• [Cel ćwiczenia]:
Proszę odpowiedzieć na trzy pytania do wywiadu o bezrobociu, numerując odpowiedzi tak samo jak pytania:
1. Kto rozmawia z profesor Elżbietą Kryńską?
2. Ile wynosi stopa bezrobocia rejestrowanego w kraju?
3. W której grupie bezrobocie spada w najszybszym tempie?

• [Źródło]:
....................

Nasza Loteria SR - pasek na kartach artykułów

Elżbieta Kryńska: Bezrobocie w tym roku jeszcze spadnie

Alicja Zboińska
Elżbieta Kryńska
Elżbieta Kryńska archiwum prywatne
Z profesor Elżbietą Kryńską, kierownikiem Katedry Polityki Ekonomicznej Uniwersytetu Łódzkiego, rozmawia Alicja Zboińska

Bezrobocie mamy najniższe od sześciu lat. Stopa bezrobocia rejestrowanego w kraju wynosi 11,2 proc., w naszym regionie 12 procent. Czy zawdzięczamy to tylko dobrej koniunkturze gospodarczej?
Od dłuższego czasu koniunktura gospodarcza się poprawia. Na tle innych państw Unii Europejskiej wyróżniamy się wzrostem gospodarczym. Powoduje to zwiększenie popytu na pracę i tworzenie nowych miejsc pracy. Deflacja z kolei powoduje zwiększenie siły nabywczej ludności. Stać nas na więcej, a wówczas potrzeba więcej miejsc pracy, by wytworzyć te dobra. W dłuższej perspektywie jednak deflacja nie jest dobra dla rynku pracy. Na spadek bezrobocia wpływ ma też reforma powiatowych urzędów pracy z ubiegłego roku, która spowodowała, że zostały one zmuszone do pewnej efektywności w gospodarowaniu groszem publicznym. Pod uwagę trzeba wziąć także działania skierowane dla młodych ludzi, to w tej grupie bezrobocie spada w najszybszym tempie. W gorszej sytuacji są natomiast osoby starsze.

Część bezrobotnych nie może znaleźć pracy, gdyż nie ma odpowiednich kwalifikacji. Z czym jeszcze borykamy się na naszym rynku pracy?

....................

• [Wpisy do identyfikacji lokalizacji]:
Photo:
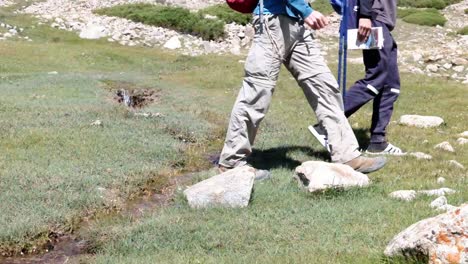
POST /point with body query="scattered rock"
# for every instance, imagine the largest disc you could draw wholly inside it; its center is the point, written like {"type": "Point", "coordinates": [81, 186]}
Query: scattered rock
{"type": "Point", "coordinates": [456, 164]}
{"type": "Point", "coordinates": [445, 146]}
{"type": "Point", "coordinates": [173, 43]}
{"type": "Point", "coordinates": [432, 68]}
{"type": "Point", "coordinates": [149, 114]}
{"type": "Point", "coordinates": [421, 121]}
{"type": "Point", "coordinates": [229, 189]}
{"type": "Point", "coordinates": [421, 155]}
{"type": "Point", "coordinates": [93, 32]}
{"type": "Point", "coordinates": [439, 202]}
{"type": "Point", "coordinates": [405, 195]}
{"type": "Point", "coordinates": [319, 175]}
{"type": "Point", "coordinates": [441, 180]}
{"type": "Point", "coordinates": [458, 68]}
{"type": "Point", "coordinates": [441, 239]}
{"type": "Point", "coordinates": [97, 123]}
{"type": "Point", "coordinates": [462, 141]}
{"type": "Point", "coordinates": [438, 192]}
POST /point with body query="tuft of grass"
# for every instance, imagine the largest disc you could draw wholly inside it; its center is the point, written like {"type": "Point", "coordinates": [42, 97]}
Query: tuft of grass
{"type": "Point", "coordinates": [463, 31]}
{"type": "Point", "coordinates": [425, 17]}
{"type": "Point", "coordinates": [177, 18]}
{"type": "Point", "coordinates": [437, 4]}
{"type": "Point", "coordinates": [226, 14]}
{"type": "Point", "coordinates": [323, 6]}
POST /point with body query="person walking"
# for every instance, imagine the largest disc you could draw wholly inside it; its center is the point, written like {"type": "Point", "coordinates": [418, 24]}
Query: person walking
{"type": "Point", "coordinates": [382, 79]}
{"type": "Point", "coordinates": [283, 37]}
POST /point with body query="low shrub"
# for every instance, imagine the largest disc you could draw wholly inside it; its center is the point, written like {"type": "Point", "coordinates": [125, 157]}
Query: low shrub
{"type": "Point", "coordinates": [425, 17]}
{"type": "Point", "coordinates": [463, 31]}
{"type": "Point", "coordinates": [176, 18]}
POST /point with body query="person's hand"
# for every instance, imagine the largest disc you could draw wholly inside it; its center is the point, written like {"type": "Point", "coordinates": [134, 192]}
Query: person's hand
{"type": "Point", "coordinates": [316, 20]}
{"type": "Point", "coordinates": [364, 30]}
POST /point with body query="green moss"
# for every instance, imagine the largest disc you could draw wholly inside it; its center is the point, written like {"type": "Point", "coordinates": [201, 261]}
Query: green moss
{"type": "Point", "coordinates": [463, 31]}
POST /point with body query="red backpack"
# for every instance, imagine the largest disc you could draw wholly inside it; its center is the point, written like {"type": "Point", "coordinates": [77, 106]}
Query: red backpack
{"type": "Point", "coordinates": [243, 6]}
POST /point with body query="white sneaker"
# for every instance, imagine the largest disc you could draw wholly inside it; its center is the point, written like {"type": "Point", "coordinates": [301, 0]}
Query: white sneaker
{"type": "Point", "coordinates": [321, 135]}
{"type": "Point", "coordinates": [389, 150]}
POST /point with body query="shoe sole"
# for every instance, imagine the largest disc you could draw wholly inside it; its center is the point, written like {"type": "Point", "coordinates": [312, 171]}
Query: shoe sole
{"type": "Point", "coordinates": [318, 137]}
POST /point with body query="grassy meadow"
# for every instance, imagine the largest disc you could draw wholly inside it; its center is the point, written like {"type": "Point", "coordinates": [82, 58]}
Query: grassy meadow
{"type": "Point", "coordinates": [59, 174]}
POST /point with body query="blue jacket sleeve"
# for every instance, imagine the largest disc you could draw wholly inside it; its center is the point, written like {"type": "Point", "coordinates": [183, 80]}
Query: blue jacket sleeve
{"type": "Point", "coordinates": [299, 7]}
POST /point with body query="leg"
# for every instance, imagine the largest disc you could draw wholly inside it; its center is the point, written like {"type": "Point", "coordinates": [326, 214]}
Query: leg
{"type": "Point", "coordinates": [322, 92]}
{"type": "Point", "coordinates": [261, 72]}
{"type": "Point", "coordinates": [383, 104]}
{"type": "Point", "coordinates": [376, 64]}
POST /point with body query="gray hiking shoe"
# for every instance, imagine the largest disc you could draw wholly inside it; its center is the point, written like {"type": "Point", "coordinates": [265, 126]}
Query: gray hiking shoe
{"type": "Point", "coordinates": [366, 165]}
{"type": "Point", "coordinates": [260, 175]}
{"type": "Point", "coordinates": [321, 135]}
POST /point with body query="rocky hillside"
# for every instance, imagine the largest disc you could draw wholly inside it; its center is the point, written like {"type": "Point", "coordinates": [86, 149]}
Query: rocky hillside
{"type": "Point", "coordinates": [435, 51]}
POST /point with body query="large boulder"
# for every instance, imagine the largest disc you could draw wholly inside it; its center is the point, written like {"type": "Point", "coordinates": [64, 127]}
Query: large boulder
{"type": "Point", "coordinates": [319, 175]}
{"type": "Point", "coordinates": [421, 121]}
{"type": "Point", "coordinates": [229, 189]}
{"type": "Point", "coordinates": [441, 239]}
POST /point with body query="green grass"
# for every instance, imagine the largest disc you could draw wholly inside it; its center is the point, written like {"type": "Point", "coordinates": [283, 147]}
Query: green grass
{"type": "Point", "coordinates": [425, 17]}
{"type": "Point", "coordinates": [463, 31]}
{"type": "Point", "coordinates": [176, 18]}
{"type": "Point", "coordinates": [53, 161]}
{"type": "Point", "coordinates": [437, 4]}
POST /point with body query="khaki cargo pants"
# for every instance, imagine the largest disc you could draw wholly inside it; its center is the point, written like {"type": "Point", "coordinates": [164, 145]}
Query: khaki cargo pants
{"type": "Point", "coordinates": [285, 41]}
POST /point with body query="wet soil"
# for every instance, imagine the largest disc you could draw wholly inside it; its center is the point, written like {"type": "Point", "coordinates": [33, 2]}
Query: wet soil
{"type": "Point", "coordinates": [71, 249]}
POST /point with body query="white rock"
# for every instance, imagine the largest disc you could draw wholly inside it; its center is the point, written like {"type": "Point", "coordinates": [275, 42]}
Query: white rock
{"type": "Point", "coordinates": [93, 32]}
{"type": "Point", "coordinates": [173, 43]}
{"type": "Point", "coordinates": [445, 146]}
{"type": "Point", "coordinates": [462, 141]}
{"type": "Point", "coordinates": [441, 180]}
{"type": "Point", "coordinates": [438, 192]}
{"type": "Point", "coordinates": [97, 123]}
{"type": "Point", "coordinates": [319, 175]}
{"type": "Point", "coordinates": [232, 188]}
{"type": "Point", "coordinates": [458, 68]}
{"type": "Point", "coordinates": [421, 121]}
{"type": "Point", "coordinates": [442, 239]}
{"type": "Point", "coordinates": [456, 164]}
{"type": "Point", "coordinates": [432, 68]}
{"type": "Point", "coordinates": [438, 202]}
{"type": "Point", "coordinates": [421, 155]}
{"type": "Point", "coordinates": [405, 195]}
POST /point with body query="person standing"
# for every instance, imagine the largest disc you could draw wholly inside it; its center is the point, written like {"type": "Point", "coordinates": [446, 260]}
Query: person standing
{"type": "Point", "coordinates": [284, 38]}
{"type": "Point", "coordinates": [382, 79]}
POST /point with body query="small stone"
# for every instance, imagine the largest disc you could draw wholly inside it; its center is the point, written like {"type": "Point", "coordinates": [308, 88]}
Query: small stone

....................

• [Wynik ćwiczenia]:
1. Alicja Zboińska.
2. 11,2 proc.
3. Wśród młodych ludzi.